• Stated exercise:
Rewrite the paragraph beginning "For the languages we can try to group" in the notebook excerpt below more concisely, keeping its main facts.

• Text excerpt:
☆ ☆ ☆ ☆

LANGUAGE_FAMILY_LIST = ["Afro-Asiatic","Altaic","Atlantic–Congo","Austronesian","Dravidian",
                        "Indo-European","Sign","Sino-Tibetan","Unclassified"]

LANGUAGUE_ENCODING = {
    "Afro-Asiatic": [1,0,0,0,0,0,0,0,0],
    "Altaic": [0,1,0,0,0,0,0,0,0],
    "Atlantic–Congo": [0,0,1,0,0,0,0,0,0],
    "Austronesian": [0,0,0,1,0,0,0,0,0],
    "Dravidian": [0,0,0,0,1,0,0,0,0],
    "Indo-European": [0,0,0,0,0,1,0,0,0],
    "Sign": [0,0,0,0,0,0,1,0,0],
    "Sino-Tibetan": [0,0,0,0,0,0,0,1,0],
    "Unclassified": [0,0,0,0,0,0,0,0,1]
}

## Create Regression DataFrame

In [None]:
movie_regression_df = movie_df.copy()
movie_regression_df.drop(["freebase_id","plot"],axis=1,inplace=True)
movie_regression_df["num_votes"] = movie_regression_df["num_votes"].astype(np.int32)

## Languages

For the languages we can try to group per language family. It will give an idea of the different influence of a common ancestral language without going in too much details. We suggest the following partition based on our previous analyses:
- Afro-Asiatic
- Altaic
- Atlantic–Congo
- Austronesian
- Dravidian
- Indo-European
- Sign
- Sino-Tibetan
- Unclassified

In [None]:
language_movie_df = spoken_languages_df.copy()

☆ ☆ ☆ ☆

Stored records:

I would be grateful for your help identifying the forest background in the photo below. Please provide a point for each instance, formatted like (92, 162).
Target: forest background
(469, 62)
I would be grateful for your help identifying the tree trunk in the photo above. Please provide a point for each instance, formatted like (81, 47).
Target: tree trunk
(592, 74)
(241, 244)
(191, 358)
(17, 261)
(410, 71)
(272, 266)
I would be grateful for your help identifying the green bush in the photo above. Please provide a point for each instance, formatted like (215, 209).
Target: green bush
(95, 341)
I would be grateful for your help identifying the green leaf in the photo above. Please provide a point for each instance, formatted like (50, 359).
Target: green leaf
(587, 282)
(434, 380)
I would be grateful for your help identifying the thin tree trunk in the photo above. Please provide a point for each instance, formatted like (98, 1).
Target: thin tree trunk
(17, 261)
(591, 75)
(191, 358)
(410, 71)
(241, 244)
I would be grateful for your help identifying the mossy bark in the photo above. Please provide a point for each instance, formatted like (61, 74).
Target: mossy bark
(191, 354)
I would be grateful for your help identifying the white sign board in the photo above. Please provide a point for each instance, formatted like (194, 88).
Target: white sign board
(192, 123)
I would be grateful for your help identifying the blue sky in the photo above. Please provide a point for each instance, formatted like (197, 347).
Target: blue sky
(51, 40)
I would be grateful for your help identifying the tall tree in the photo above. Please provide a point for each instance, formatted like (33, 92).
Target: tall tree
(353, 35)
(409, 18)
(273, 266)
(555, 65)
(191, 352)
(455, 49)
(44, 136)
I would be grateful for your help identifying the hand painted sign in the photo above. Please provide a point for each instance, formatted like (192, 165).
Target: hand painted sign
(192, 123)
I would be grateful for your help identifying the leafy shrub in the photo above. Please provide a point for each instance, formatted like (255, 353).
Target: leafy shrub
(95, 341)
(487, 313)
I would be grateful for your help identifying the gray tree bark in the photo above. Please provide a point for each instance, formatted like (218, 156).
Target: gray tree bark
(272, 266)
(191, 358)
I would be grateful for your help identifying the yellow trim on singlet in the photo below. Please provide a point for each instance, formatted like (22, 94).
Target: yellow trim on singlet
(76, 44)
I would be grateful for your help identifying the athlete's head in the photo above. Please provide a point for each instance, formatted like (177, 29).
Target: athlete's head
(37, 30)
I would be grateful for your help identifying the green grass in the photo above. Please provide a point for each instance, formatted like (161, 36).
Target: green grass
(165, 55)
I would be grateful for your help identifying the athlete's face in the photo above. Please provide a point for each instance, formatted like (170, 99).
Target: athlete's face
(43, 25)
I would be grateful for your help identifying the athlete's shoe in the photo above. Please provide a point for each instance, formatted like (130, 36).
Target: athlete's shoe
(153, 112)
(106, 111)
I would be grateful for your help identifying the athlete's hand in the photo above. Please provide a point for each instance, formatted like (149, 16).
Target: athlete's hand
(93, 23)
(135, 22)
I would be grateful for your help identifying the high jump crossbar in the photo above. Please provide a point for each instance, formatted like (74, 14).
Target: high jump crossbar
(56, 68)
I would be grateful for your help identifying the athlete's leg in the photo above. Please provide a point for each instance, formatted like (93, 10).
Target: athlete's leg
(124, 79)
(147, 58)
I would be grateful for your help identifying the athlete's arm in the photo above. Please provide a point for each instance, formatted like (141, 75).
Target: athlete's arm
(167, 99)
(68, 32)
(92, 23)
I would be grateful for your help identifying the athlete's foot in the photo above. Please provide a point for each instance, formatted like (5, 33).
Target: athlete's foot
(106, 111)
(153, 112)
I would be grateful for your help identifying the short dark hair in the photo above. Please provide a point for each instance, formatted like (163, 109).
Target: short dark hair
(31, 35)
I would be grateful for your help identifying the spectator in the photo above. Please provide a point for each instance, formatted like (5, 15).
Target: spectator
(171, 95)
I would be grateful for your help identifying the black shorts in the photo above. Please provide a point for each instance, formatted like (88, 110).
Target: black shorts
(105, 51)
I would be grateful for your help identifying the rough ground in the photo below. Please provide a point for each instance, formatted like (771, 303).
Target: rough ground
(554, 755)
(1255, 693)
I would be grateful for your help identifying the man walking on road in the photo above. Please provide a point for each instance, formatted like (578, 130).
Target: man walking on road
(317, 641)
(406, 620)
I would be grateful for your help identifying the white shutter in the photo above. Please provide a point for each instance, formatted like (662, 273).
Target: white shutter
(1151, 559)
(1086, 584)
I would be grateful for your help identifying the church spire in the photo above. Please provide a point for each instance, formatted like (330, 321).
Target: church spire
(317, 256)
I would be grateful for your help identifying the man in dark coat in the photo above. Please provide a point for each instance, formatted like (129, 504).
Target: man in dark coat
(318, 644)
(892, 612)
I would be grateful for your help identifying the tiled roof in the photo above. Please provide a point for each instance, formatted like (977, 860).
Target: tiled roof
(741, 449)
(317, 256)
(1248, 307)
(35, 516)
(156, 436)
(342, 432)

☆ ☆ ☆ ☆

• Result of this task:
Languages can be grouped by language family. This shows the influence of a shared ancestral language without going into too much detail. Based on earlier analyses, the suggested groups are Afro-Asiatic, Altaic, Atlantic–Congo, Austronesian, Dravidian, Indo-European, Sign, Sino-Tibetan, and Unclassified.